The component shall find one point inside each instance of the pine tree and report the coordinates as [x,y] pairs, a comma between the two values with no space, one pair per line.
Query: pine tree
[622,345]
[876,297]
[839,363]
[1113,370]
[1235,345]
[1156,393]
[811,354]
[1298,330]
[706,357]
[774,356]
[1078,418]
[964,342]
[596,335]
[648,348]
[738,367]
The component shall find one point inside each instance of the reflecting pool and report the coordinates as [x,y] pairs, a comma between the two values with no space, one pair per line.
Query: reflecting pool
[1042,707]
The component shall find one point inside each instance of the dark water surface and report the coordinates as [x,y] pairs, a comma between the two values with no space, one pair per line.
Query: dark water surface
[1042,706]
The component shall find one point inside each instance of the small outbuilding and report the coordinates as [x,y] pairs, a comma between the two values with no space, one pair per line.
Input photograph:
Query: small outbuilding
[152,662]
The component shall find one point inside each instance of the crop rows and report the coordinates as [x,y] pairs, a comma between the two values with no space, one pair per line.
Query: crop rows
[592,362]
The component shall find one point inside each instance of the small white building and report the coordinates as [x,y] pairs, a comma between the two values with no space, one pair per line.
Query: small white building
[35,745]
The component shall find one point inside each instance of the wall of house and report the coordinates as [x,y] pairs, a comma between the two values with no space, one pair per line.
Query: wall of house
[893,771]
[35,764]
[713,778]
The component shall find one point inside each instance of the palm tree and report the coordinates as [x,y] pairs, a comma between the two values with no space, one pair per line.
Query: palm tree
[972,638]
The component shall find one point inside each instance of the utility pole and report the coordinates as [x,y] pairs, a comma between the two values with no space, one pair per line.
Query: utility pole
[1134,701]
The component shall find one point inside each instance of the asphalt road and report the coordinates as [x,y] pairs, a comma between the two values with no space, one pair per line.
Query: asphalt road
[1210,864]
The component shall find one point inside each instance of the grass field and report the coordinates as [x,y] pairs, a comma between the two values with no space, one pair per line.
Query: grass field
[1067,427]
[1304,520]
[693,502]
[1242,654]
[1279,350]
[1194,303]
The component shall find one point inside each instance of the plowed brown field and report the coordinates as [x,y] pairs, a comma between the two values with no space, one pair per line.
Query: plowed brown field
⁂
→ **Work instruction**
Out of the entries above, write out only the lines between the line holding "Query: small outbuilding" and the line holding "of the wall", inclusive, each exactly as given.

→ **Answer section**
Query: small outbuilding
[152,662]
The component shall find one point inside each instance of the crop rows and report the coordinates as [x,y] pairs, a comma between the two values with no space, one pair per line.
Query: crop rows
[592,362]
The component shall find one point inside each instance of the small white building and report the coordinates as [x,y] pairs, a comma between the two values with no space, one pair per line.
Query: small white building
[35,745]
The component shall find one point inside each instance of the wall of house and report the coordinates as [x,y] pairs, a comma between the two values with no space, one pair per line.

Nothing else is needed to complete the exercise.